- **Your instructions**
Select every line below that contains the word "denim", paying attention to case, and copy each one.

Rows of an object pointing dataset
::::::::::

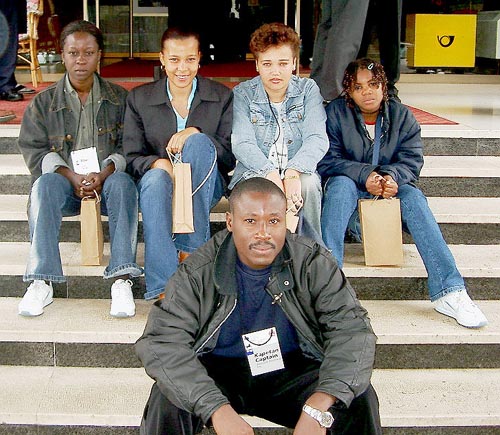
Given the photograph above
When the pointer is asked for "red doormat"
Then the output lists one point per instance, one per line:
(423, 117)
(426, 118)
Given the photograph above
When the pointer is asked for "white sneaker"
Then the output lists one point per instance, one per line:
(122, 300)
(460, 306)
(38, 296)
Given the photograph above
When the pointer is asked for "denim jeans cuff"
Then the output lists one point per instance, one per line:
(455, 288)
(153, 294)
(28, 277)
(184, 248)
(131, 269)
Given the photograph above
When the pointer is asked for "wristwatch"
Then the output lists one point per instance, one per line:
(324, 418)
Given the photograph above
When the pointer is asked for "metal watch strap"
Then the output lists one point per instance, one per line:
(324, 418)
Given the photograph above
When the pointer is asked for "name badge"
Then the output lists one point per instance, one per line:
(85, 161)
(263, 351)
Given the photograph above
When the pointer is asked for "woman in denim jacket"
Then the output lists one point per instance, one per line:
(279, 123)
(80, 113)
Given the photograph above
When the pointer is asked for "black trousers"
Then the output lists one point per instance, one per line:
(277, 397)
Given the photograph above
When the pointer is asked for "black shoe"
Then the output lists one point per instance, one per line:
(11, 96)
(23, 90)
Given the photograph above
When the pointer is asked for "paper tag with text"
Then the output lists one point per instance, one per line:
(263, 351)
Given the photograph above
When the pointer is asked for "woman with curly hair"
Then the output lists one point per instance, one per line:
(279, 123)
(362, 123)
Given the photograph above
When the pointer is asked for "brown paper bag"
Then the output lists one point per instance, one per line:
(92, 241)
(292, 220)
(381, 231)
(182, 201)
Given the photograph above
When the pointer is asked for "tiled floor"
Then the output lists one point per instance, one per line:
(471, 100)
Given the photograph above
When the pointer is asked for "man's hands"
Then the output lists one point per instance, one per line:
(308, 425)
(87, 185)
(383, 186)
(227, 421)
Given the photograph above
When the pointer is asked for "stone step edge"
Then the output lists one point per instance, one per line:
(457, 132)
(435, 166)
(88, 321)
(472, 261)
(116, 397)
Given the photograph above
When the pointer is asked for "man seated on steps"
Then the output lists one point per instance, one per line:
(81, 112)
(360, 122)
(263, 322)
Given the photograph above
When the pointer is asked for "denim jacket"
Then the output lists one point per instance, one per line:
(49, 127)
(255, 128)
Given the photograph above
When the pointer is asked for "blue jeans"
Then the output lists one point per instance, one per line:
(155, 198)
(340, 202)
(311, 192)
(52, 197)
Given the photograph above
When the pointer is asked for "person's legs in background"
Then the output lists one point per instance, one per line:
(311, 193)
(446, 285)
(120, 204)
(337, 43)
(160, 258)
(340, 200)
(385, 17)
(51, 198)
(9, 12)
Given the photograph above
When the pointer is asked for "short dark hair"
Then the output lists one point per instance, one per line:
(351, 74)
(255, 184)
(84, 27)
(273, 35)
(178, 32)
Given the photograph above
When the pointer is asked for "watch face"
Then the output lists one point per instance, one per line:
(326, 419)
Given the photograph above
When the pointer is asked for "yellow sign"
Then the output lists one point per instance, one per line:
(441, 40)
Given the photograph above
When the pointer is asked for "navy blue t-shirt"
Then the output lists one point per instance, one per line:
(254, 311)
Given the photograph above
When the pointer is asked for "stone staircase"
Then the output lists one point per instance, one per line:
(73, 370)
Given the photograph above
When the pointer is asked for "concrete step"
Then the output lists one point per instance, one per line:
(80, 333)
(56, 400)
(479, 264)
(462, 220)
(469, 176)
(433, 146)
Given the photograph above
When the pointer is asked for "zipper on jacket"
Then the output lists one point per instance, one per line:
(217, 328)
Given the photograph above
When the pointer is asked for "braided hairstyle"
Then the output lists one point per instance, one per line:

::::::::::

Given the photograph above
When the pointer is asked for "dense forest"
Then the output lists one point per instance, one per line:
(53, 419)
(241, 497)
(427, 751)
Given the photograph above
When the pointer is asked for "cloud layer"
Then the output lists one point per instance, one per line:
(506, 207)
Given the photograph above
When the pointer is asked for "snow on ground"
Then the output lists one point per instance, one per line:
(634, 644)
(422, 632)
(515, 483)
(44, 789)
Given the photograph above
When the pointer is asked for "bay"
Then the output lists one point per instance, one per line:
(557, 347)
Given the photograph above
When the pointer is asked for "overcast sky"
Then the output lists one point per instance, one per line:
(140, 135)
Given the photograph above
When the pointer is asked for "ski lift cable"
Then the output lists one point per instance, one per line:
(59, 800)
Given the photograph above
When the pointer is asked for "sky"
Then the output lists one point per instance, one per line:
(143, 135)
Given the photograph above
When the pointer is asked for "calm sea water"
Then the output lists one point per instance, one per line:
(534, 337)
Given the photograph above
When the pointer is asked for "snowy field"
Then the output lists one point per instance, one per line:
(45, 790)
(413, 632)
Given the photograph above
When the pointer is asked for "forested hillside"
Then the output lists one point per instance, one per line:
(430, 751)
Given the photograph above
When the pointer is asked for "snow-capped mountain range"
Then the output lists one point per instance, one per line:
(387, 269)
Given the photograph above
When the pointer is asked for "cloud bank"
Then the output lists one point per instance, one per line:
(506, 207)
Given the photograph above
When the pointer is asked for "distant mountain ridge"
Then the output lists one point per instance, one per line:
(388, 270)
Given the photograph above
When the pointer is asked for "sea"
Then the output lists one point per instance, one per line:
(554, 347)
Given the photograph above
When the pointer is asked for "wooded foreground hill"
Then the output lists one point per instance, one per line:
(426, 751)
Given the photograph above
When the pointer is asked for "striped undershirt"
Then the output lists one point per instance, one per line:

::::::::::

- **Answer to the problem**
When the pointer is asked for "denim jeans cuff"
When the pointer is asked for "woman in denim jacket"
When the pointer is asked for "denim jacket"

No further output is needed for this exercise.